Output every line of the entries from the line containing "find circular logo" through the last, exactly, with no other content.
##############################
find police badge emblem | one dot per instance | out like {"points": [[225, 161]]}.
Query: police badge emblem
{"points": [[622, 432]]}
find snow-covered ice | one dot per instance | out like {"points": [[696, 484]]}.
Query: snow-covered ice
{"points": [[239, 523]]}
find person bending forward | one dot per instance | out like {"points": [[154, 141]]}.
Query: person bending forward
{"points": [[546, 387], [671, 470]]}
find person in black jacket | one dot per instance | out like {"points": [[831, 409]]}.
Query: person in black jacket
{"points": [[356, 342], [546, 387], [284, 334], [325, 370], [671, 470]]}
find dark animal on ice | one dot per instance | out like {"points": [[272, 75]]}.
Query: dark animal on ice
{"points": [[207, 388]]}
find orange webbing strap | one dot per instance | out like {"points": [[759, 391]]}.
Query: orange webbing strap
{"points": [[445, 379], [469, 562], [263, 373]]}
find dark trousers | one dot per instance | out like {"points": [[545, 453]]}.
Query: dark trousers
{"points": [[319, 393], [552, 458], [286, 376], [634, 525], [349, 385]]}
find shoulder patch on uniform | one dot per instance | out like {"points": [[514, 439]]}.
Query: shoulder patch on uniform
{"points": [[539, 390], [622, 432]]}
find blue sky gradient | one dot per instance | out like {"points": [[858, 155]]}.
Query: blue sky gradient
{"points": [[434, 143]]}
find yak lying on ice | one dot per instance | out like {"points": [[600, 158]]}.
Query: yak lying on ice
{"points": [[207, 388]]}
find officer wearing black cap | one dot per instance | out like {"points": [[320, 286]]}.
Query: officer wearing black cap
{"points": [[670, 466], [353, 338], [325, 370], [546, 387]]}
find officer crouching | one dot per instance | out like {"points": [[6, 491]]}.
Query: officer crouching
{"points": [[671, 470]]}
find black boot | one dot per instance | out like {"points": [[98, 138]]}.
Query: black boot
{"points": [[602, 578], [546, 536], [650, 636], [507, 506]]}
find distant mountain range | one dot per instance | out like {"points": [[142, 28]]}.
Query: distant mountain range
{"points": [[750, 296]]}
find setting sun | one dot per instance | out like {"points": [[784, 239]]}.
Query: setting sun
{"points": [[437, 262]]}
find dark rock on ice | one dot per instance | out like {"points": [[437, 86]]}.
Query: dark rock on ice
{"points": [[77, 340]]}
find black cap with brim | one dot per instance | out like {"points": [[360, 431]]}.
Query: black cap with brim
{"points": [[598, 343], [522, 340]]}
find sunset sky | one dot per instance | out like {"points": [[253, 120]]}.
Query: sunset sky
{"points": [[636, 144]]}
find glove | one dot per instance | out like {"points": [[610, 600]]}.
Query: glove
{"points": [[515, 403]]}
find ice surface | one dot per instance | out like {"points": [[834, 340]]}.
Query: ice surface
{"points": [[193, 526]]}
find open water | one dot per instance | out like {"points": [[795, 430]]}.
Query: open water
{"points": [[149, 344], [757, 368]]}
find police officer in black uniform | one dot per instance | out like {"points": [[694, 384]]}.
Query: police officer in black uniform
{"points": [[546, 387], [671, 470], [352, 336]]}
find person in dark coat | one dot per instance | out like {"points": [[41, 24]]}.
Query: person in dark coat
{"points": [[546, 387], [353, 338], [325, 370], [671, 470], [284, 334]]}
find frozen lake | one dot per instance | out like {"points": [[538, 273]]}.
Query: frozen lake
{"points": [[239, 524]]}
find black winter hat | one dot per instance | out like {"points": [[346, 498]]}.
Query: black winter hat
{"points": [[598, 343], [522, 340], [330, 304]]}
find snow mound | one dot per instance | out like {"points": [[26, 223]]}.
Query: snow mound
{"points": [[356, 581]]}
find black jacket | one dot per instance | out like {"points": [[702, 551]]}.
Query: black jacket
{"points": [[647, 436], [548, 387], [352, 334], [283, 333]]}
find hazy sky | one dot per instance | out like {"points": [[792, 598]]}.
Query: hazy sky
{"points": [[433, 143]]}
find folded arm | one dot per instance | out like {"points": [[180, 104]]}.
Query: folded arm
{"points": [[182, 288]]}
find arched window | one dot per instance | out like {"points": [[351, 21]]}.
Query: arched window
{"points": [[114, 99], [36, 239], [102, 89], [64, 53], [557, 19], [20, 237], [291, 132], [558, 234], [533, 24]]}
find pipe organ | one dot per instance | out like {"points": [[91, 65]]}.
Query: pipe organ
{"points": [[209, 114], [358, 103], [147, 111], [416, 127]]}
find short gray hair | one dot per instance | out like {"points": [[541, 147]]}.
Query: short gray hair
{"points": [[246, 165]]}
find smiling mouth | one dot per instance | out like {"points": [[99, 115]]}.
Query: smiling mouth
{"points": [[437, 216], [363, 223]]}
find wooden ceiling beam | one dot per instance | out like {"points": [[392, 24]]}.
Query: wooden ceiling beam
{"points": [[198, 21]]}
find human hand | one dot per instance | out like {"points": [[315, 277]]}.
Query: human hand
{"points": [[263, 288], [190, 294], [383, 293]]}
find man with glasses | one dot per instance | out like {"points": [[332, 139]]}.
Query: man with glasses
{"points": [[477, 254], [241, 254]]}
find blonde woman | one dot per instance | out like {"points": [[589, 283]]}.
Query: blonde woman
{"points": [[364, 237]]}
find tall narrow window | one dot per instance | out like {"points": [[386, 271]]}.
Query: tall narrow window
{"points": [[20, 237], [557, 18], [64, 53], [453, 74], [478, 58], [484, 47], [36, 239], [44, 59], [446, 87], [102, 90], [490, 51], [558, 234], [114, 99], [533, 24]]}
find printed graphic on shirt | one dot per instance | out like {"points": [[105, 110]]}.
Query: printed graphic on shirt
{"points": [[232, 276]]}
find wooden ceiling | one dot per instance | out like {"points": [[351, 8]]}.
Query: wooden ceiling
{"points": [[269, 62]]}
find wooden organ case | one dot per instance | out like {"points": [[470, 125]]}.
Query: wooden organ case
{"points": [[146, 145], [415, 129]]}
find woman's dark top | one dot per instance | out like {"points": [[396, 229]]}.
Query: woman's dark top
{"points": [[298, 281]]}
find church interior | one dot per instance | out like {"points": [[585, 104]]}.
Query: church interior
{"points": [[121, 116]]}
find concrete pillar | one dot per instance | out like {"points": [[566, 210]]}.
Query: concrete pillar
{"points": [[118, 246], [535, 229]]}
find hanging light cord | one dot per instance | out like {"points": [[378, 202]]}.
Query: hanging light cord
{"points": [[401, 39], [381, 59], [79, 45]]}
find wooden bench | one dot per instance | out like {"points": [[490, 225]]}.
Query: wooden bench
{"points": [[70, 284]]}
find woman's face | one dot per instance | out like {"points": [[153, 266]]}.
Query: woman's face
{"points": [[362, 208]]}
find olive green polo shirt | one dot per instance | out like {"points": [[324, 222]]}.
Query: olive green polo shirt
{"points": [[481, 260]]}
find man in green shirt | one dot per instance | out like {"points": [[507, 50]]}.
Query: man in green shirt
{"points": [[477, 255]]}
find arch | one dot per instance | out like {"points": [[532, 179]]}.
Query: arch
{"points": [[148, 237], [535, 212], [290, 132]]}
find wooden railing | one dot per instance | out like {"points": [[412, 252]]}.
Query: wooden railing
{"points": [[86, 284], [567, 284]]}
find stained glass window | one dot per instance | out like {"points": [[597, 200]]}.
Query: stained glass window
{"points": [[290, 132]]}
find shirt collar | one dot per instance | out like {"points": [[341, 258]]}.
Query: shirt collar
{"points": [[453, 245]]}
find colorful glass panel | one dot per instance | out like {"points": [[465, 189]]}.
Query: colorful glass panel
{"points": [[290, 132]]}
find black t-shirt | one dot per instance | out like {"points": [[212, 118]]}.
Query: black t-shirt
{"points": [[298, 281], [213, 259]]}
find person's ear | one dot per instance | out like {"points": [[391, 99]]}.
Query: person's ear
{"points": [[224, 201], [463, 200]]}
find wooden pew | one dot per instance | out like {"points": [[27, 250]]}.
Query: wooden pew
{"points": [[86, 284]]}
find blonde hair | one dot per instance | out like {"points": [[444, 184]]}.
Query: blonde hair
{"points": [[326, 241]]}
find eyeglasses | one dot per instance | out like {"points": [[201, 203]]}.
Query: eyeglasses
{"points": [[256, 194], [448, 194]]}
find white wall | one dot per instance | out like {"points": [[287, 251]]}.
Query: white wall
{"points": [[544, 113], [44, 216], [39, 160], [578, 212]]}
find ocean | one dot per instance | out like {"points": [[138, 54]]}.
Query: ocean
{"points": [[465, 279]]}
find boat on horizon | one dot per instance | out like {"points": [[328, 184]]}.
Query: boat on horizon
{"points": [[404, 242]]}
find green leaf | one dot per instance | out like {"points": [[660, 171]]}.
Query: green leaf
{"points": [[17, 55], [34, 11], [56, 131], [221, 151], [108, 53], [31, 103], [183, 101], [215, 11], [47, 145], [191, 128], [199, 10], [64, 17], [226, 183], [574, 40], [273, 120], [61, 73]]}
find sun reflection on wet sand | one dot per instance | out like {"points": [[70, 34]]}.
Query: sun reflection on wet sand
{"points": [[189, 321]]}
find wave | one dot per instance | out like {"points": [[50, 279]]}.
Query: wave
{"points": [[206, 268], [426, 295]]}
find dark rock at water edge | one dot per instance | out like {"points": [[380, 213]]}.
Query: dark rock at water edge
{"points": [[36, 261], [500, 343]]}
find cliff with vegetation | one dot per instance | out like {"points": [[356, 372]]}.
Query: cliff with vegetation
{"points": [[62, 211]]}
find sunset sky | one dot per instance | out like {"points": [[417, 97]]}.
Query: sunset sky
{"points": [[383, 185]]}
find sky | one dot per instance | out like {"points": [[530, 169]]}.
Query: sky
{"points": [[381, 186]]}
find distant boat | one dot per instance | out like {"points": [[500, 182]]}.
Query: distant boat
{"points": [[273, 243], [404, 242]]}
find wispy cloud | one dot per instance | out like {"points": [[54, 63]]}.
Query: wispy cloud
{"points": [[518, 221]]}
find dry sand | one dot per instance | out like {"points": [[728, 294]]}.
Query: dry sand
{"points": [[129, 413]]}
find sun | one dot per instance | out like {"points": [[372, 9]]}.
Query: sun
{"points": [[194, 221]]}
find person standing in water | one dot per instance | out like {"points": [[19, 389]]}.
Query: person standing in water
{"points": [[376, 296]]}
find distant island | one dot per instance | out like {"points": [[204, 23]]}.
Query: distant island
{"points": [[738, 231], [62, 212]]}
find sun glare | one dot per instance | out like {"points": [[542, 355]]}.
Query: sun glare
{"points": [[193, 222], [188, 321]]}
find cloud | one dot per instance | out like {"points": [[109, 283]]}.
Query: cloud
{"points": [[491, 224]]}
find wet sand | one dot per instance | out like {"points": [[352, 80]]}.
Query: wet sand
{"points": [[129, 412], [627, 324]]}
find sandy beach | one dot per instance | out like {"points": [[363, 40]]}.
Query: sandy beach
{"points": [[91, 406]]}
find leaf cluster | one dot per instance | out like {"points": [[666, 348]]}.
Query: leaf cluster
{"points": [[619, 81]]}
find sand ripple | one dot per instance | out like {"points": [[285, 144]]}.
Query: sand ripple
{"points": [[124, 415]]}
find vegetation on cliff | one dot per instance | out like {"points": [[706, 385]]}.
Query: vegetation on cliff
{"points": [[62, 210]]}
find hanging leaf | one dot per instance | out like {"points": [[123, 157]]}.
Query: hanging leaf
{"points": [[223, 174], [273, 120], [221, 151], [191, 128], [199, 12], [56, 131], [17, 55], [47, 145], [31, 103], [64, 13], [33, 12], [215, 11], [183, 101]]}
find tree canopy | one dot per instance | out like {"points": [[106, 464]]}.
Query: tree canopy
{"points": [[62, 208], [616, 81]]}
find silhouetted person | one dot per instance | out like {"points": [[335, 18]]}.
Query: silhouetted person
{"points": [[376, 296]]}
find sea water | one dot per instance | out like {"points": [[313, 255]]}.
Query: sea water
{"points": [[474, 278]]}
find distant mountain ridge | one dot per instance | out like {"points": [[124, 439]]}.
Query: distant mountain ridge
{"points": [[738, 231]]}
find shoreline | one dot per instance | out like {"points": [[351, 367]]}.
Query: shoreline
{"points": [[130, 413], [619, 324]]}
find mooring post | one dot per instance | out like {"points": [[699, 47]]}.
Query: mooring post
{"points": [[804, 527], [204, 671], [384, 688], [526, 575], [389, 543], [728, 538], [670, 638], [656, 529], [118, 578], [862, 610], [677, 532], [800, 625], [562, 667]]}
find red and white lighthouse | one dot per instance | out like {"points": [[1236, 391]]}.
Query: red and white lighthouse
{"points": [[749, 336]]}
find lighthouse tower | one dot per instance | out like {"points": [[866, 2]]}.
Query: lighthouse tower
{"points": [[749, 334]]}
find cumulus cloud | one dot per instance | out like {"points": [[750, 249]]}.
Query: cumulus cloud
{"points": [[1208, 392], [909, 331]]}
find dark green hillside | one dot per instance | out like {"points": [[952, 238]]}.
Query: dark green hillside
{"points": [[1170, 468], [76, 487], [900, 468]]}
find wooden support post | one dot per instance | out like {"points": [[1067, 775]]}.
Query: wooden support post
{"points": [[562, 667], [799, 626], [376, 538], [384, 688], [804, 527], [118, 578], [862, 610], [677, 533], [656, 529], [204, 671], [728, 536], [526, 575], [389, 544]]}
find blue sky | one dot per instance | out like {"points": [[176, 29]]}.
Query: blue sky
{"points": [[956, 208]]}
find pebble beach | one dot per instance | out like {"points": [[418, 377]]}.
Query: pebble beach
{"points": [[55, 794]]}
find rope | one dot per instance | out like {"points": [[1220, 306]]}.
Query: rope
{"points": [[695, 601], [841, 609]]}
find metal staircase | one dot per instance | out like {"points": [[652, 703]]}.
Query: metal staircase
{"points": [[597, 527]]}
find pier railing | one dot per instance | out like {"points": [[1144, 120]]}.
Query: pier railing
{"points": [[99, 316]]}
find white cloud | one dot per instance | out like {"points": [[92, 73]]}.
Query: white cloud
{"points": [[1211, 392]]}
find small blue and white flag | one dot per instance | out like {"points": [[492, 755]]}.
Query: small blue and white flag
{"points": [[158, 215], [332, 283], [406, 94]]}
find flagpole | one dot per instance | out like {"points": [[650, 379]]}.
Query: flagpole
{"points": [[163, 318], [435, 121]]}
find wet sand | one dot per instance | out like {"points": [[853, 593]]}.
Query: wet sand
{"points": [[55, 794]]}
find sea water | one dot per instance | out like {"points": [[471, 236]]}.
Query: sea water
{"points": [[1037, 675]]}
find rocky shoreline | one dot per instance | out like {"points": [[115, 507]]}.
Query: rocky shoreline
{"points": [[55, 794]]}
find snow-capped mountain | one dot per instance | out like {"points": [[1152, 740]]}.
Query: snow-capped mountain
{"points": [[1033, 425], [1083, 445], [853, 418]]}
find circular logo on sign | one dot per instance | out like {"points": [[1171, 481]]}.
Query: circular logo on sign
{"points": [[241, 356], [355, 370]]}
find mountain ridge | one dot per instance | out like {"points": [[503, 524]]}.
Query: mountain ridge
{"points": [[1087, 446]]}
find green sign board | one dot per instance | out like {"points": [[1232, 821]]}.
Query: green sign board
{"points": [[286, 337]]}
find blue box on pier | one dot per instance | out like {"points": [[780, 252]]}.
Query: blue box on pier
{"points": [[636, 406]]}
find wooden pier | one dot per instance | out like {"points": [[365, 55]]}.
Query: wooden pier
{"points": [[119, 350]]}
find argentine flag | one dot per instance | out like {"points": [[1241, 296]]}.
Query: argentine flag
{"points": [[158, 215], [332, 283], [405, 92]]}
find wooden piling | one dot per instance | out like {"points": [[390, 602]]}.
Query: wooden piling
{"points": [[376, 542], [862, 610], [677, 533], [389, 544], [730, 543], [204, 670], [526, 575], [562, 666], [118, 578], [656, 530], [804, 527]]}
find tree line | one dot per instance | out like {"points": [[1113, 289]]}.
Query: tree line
##############################
CORRECT RESPONSE:
find circular logo on sign | one dot per instance | out like {"points": [[1171, 481]]}.
Query: circular logo on sign
{"points": [[241, 356], [355, 370]]}
find mountain ridge | one dot per instance | out like {"points": [[503, 524]]}.
Query: mountain ridge
{"points": [[1087, 446]]}
find green sign board | one dot per instance | out like {"points": [[1232, 821]]}.
Query: green sign board
{"points": [[286, 337]]}
find blue box on pier | one dot per instance | out like {"points": [[780, 252]]}.
Query: blue box on pier
{"points": [[636, 406]]}
find wooden pier | one dot per instance | out like {"points": [[365, 55]]}.
Query: wooden pier
{"points": [[119, 350]]}
find argentine flag | one dot per instance | out like {"points": [[1241, 296]]}.
Query: argentine flag
{"points": [[158, 215], [332, 283], [405, 92]]}
find wooden piling | one dot per instance | out like {"points": [[390, 602]]}.
Query: wooden piling
{"points": [[376, 542], [862, 610], [677, 533], [389, 544], [730, 543], [204, 670], [526, 575], [562, 666], [118, 578], [656, 530], [804, 527]]}
find tree line | one dot per instance | out like {"points": [[1113, 289]]}.
Query: tree line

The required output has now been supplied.